-- START OF Recorded information --

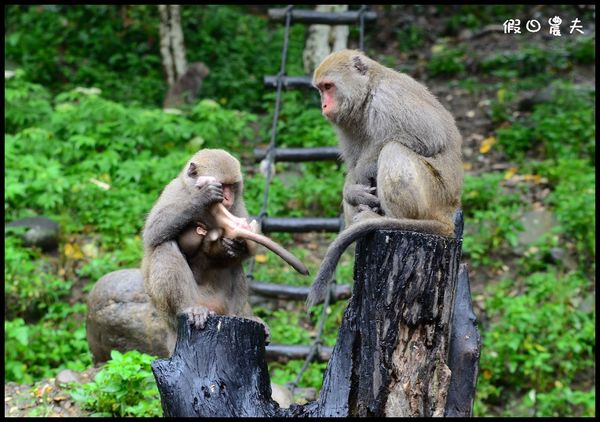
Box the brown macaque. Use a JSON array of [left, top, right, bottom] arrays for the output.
[[307, 50, 463, 306], [142, 149, 302, 342], [177, 176, 308, 275], [163, 62, 210, 108]]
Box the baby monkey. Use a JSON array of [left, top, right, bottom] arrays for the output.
[[142, 149, 306, 342]]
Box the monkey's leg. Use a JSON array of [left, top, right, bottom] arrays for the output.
[[377, 142, 441, 220], [145, 241, 214, 331]]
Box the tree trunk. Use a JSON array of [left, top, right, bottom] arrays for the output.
[[158, 4, 187, 86], [152, 226, 479, 417], [302, 4, 350, 74]]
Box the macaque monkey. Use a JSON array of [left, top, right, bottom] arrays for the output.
[[142, 149, 305, 337], [307, 50, 463, 306], [163, 62, 210, 108]]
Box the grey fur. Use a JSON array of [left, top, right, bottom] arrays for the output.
[[307, 50, 463, 306]]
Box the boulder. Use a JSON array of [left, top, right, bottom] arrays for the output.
[[86, 268, 175, 363]]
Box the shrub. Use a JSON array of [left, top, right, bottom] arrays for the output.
[[71, 350, 162, 417], [475, 271, 595, 416], [4, 302, 92, 384]]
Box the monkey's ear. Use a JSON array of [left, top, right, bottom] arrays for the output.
[[188, 162, 198, 177], [352, 56, 369, 75]]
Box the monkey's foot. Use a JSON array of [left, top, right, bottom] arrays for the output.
[[196, 222, 208, 236], [344, 184, 380, 208], [352, 205, 381, 223], [246, 315, 271, 344], [183, 306, 216, 330]]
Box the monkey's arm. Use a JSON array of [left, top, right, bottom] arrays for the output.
[[142, 179, 223, 248], [201, 237, 250, 261], [143, 241, 214, 330]]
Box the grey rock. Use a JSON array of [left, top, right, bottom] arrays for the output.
[[86, 268, 175, 363], [54, 369, 81, 387], [518, 209, 556, 246], [6, 217, 60, 252]]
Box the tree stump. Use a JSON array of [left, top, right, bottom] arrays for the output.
[[152, 225, 479, 417]]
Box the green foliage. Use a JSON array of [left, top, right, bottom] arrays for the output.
[[4, 5, 306, 110], [436, 4, 526, 34], [4, 302, 91, 384], [536, 158, 596, 273], [71, 350, 162, 417], [5, 86, 256, 249], [4, 231, 73, 319], [480, 46, 570, 78], [567, 37, 596, 65], [475, 271, 595, 416], [4, 5, 166, 105], [427, 44, 466, 77], [4, 69, 52, 133], [182, 5, 306, 110], [462, 173, 524, 267], [497, 83, 596, 163], [396, 23, 427, 51]]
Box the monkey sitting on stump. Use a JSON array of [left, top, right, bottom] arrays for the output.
[[142, 149, 308, 352], [307, 50, 463, 306], [142, 149, 268, 347]]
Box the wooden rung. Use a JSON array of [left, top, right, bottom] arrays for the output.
[[269, 9, 377, 25], [264, 75, 313, 89], [251, 217, 342, 233], [254, 147, 340, 162]]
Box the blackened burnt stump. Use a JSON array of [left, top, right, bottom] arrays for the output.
[[152, 223, 479, 417]]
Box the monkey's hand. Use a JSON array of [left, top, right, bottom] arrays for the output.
[[352, 205, 383, 224], [344, 184, 379, 208], [221, 237, 248, 258], [183, 305, 216, 330], [192, 182, 224, 212]]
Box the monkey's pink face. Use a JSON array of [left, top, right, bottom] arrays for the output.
[[194, 173, 235, 209], [317, 80, 337, 120], [221, 183, 235, 209]]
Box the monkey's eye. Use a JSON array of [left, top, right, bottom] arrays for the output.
[[188, 163, 198, 177]]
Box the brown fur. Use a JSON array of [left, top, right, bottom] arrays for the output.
[[307, 50, 463, 306], [142, 149, 266, 346]]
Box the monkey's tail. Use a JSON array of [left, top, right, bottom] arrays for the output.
[[306, 217, 449, 308], [236, 228, 308, 275]]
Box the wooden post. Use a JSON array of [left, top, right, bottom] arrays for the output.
[[152, 225, 479, 417]]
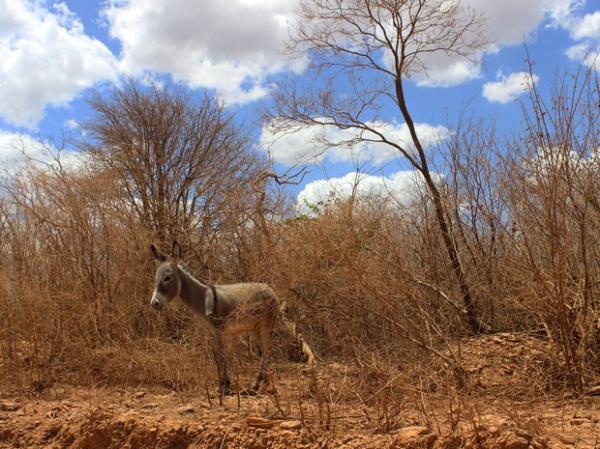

-- END OF Recorded information --

Task prompt:
Rewrite every row from "Box the monkey sitting" down to "147, 340, 162]]", swapping "wooden rung" for "ladder rung" and leaving everything else as it is.

Task answer:
Box the monkey sitting on stump. Use a JSON array of [left, top, right, bottom] arrays for the output.
[[142, 149, 308, 352], [307, 50, 463, 306], [142, 149, 268, 347]]
Box the ladder rung. Use a JSON array of [left, top, right, bottom] arrays for the output.
[[269, 9, 377, 25], [264, 75, 313, 89], [251, 217, 342, 233], [254, 147, 340, 162]]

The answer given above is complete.